### Prompt
Convert only the stretch of the records below from the line containing "the yellow car." through the line containing "left=244, top=162, right=403, bottom=179" into a Markdown table with the columns Row and Text. Give each nonblank line its own numbered row and omit blank lines.

>> start

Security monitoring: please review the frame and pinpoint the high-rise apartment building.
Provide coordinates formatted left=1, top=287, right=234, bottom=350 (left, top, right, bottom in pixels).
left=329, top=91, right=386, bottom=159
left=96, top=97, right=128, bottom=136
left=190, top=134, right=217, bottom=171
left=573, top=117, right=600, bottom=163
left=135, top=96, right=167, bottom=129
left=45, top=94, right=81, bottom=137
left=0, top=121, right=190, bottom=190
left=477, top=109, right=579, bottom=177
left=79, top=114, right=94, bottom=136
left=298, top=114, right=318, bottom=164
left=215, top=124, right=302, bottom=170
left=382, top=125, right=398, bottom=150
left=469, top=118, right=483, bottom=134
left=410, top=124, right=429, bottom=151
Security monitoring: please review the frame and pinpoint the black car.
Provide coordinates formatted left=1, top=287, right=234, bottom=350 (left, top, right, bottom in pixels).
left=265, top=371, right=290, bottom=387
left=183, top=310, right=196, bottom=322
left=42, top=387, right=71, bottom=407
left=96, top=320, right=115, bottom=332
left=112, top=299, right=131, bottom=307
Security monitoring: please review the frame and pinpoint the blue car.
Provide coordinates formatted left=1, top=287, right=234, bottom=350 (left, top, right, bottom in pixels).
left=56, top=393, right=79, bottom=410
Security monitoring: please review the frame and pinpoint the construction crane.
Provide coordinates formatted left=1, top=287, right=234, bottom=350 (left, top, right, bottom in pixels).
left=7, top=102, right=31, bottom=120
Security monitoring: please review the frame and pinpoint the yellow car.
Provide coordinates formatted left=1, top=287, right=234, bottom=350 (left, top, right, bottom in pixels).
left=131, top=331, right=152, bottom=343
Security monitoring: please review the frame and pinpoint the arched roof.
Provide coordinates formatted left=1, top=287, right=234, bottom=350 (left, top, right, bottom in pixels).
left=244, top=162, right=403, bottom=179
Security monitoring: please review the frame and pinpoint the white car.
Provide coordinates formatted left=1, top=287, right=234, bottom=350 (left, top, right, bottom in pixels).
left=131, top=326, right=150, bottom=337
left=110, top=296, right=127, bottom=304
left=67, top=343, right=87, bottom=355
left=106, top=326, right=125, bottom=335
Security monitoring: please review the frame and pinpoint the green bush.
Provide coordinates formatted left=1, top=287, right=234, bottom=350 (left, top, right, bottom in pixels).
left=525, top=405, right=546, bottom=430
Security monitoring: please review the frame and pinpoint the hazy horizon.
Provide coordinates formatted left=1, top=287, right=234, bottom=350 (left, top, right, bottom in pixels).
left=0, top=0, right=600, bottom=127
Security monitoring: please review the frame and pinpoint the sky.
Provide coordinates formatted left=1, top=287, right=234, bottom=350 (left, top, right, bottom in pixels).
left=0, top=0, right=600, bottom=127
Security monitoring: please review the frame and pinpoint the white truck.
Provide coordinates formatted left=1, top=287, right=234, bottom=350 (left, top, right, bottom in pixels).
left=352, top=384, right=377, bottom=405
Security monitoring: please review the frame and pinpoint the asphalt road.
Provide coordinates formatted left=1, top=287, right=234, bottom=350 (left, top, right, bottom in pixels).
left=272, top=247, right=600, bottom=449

>> end

### Correct result
| Row | Text |
|---|---|
| 1 | Security monitoring: please review the frame and pinpoint the yellow car. |
| 2 | Provide coordinates formatted left=1, top=287, right=234, bottom=350 (left, top, right, bottom in pixels). |
| 3 | left=131, top=331, right=152, bottom=343 |
| 4 | Security monitoring: please review the frame and pinpoint the arched roof. |
| 5 | Provide coordinates formatted left=1, top=287, right=234, bottom=350 (left, top, right, bottom in pixels). |
| 6 | left=244, top=162, right=403, bottom=179 |